Format the lines of the items below, from the line with "Batch job #47" to the line with "[138,218,159,248]", as a JSON list of strings, one string per line, leaving out any blank lines.

• _SUPPLIED MATERIAL_
* BEGIN *

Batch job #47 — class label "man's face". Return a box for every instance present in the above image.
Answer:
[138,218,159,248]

* END *
* BEGIN *

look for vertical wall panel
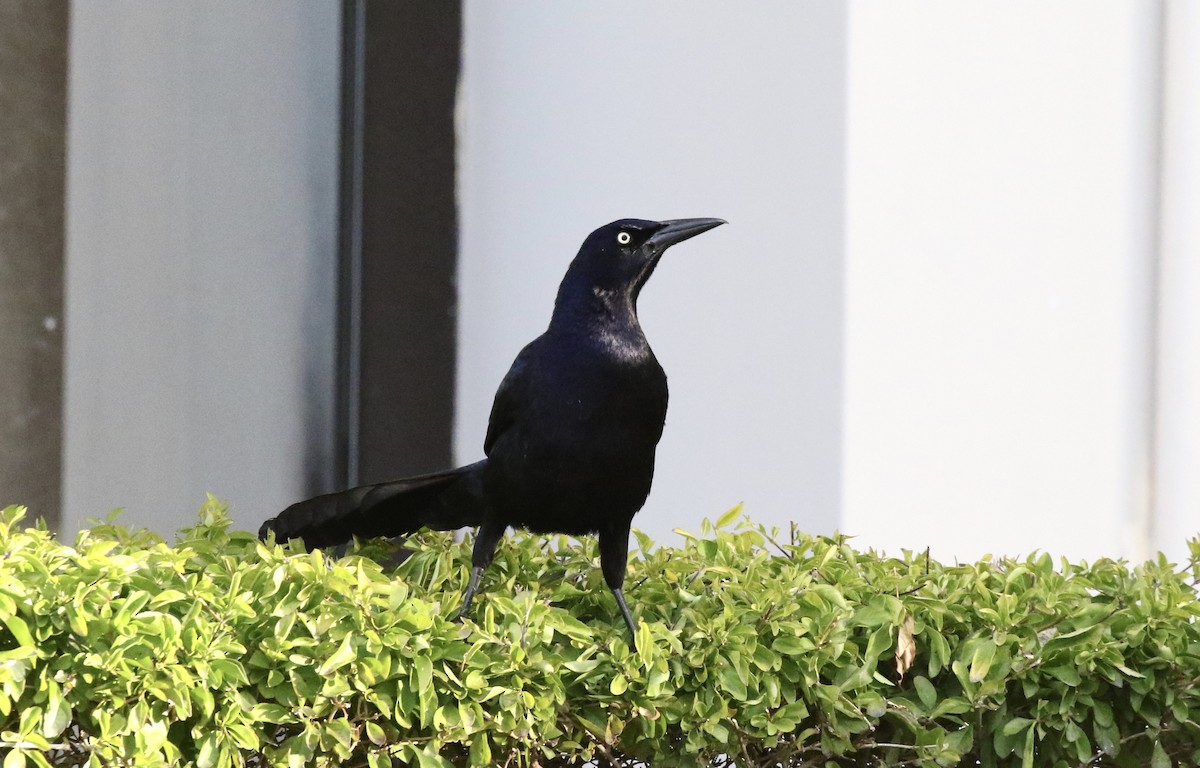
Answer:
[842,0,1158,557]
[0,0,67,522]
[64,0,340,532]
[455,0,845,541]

* END *

• _EXERCISE RESULT_
[
  "Batch job #47 — class label \"man's face\". Return a box for every instance present in the above image.",
  "Answer:",
  "[138,218,159,248]"
]